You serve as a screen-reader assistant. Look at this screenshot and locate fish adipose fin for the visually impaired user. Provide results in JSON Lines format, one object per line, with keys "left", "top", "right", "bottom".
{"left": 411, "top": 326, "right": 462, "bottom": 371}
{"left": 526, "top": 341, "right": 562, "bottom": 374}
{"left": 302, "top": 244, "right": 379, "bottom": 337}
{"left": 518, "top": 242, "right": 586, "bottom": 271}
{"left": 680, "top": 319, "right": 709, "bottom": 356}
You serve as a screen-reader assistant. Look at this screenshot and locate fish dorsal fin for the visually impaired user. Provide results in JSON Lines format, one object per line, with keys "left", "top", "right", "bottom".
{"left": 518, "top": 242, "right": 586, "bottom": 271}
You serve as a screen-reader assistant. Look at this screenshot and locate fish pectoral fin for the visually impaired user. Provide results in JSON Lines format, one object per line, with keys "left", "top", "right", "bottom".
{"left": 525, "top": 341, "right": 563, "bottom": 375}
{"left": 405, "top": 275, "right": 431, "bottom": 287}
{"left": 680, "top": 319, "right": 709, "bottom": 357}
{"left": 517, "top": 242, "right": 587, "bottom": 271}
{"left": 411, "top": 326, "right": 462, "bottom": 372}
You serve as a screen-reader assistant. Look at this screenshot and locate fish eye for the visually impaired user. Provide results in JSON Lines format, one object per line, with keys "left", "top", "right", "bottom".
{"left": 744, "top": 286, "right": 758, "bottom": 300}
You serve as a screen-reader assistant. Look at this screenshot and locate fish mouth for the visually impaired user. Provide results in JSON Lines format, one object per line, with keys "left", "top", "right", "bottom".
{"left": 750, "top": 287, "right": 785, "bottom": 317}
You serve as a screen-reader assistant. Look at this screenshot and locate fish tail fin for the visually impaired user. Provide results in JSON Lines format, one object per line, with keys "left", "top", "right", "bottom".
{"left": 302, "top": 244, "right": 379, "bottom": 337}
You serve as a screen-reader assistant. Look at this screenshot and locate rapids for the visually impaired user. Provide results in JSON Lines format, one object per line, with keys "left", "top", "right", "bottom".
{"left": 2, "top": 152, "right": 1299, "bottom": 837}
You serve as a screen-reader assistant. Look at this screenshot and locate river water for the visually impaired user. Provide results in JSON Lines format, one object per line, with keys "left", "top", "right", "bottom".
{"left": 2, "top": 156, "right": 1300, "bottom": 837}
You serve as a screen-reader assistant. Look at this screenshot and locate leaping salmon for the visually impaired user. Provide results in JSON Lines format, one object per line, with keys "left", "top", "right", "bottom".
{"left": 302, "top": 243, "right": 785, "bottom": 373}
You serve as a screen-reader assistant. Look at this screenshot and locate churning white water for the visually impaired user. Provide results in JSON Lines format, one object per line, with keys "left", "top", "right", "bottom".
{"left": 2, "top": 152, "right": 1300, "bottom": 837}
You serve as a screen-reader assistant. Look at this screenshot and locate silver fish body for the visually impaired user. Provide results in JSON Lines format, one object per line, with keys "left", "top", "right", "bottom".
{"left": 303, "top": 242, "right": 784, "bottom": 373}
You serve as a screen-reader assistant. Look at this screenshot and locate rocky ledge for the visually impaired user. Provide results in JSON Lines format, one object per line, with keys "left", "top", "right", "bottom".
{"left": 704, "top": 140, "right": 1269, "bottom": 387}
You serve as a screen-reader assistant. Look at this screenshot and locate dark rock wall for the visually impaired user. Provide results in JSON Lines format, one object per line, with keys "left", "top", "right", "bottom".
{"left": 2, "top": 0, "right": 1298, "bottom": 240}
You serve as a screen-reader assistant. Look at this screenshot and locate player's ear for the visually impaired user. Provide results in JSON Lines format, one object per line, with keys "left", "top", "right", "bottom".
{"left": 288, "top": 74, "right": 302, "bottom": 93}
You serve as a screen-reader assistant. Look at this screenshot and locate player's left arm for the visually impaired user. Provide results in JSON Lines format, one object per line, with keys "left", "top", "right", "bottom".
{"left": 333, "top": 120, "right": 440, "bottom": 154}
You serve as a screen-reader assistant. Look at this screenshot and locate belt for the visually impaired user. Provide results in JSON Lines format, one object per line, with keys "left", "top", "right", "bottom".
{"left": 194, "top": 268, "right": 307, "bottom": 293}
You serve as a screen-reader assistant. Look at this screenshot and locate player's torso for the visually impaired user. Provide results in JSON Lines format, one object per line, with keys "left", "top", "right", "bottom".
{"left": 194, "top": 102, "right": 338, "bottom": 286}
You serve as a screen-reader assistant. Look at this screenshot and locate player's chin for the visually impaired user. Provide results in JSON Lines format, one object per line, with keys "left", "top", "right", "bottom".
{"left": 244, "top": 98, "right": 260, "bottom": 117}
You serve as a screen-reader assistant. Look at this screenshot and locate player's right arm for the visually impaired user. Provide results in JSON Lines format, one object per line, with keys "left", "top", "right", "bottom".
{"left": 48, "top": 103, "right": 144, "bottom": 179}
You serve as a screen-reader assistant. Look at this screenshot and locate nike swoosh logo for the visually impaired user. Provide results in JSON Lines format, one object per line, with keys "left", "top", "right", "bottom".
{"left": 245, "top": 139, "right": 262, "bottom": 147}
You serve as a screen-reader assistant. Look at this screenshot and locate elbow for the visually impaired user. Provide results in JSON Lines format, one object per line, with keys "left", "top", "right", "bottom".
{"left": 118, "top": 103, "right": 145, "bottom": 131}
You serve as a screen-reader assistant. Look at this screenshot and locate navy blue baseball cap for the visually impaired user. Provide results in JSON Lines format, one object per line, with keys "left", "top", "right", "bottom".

◆ Task prompt
Give back every entry exactly.

◆ Solution to the problem
You serve as a screen-reader assistant. Look at this screenshot and locate fish adipose fin for the visually impaired user. Provide results in JSON Lines format, one object per line, with keys "left", "top", "right", "bottom".
{"left": 411, "top": 326, "right": 462, "bottom": 371}
{"left": 526, "top": 341, "right": 562, "bottom": 374}
{"left": 302, "top": 244, "right": 379, "bottom": 337}
{"left": 518, "top": 242, "right": 586, "bottom": 271}
{"left": 680, "top": 319, "right": 709, "bottom": 356}
You serve as a screen-reader assistant. Look at this screenshot and locate fish dorsal fin for the visually impaired user. Provide results in JSON Lines format, one object per line, with keys "left", "top", "right", "bottom".
{"left": 518, "top": 242, "right": 586, "bottom": 271}
You serve as a screen-reader assistant. Look at this screenshot and locate fish pectoral fin for the visually impaired user. Provide results in JSON Lines format, one object per line, with keys "left", "top", "right", "bottom".
{"left": 525, "top": 341, "right": 563, "bottom": 375}
{"left": 405, "top": 275, "right": 431, "bottom": 287}
{"left": 680, "top": 319, "right": 709, "bottom": 357}
{"left": 517, "top": 242, "right": 587, "bottom": 271}
{"left": 411, "top": 326, "right": 462, "bottom": 372}
You serve as a screen-reader assistant. Look at this screenshot and locate fish eye for the visually impaired user. Provide results in JSON Lines format, one object per line, with keys "left", "top", "right", "bottom".
{"left": 744, "top": 286, "right": 758, "bottom": 300}
You serve as a screen-reader assistant. Look at this screenshot and locate fish mouth for the visually impaired user. Provide results in JSON Lines format, one object per line, with keys "left", "top", "right", "bottom".
{"left": 750, "top": 287, "right": 785, "bottom": 317}
You serve as a screen-reader assistant. Look at this screenshot and locate fish tail fin for the visually impaired user. Provide results in JSON Lines format, one object per line, with keys "left", "top", "right", "bottom".
{"left": 302, "top": 244, "right": 379, "bottom": 337}
You serve as a screen-reader assistant. Look at this screenshot and locate rapids for the visually impaired user. Provide results in JSON Lines format, one object per line, with keys "left", "top", "right", "bottom".
{"left": 2, "top": 152, "right": 1299, "bottom": 837}
You serve as a screen-reader assistant. Look at this screenshot and locate river water for the visually impaired user. Provide results in JSON Lines format, one object per line, with keys "left", "top", "right", "bottom".
{"left": 2, "top": 156, "right": 1300, "bottom": 837}
You serve as a screen-reader assistant. Look at this screenshot and locate leaping salmon for the visually impaired user. Provide results in JSON Lines format, one object per line, with keys "left", "top", "right", "bottom".
{"left": 302, "top": 243, "right": 785, "bottom": 373}
You serve as a screen-reader assistant. Look at this screenshot and locate churning white water for the visually impaired user. Provide results in JSON Lines format, one object per line, with keys "left", "top", "right", "bottom".
{"left": 2, "top": 152, "right": 1300, "bottom": 837}
You serve as a screen-reader assistant. Look at this screenshot and locate silver fish body for the visually impaired user. Provide results in JSON Lines format, one object per line, with keys "left", "top", "right", "bottom".
{"left": 303, "top": 242, "right": 784, "bottom": 373}
You serve as a screen-reader assistant. Look at this screenshot and locate rocky ledge for the visually impaired user. Provide results in JSON Lines format, one object per line, with keys "left", "top", "right", "bottom".
{"left": 704, "top": 140, "right": 1269, "bottom": 387}
You serve as a screen-reader assistant. Look at this screenshot and locate dark rock wall for the visually impaired user. Provide results in JSON Lines format, one object per line, with keys "left", "top", "right", "bottom".
{"left": 2, "top": 0, "right": 1298, "bottom": 240}
You serve as a screen-reader assistant. Look at this screenshot and locate player's ear for the visually impaired user. Provide results in JSON Lines format, one object per line, with keys "left", "top", "right", "bottom".
{"left": 288, "top": 74, "right": 302, "bottom": 93}
You serve as a screen-reader assistant. Look at this screenshot and locate player's left arm for the visually impaired user. Provide results in JSON Lines format, one object per line, with keys "left", "top", "right", "bottom".
{"left": 333, "top": 120, "right": 440, "bottom": 154}
You serve as a screen-reader assistant. Look at this screenshot and locate belt for the visually impaired user. Provide results in JSON Lines format, one object per line, with keys "left", "top", "right", "bottom".
{"left": 194, "top": 268, "right": 307, "bottom": 293}
You serve as a screen-reader assistant. Look at this screenshot and locate player's torso for the visually impaired user. Provide results in JSON Lines format, one object per line, with keys "left", "top", "right", "bottom".
{"left": 194, "top": 102, "right": 338, "bottom": 286}
You serve as a screen-reader assistant. Look at this screenshot and locate player's chin for the visually impaired user. Provide results in JSON Lines format, one object per line, with keys "left", "top", "right", "bottom".
{"left": 244, "top": 98, "right": 260, "bottom": 117}
You serve as a screen-reader assistant. Look at this screenshot and locate player's right arm for the visually impaired user. Provide results in JSON Lines format, one object per line, with keys "left", "top", "right", "bottom".
{"left": 48, "top": 103, "right": 144, "bottom": 179}
You serve as a screen-reader assistant. Look at this screenshot and locate nike swoosh logo for the visually impaired user. Provide results in JSON Lines format, one object per line, with keys "left", "top", "right", "bottom".
{"left": 245, "top": 139, "right": 262, "bottom": 147}
You serve as a screen-reader assistant. Look at this screenshot and locate elbow for the visually impaired user. Provide results in JSON Lines format, one object per line, with keys "left", "top", "right", "bottom".
{"left": 118, "top": 103, "right": 145, "bottom": 131}
You serve as a screen-reader assistant. Look at this screenshot and locate navy blue baseball cap for the visually impaired user. Provide results in JSON Lines format, one object per line, with keys "left", "top", "right", "bottom".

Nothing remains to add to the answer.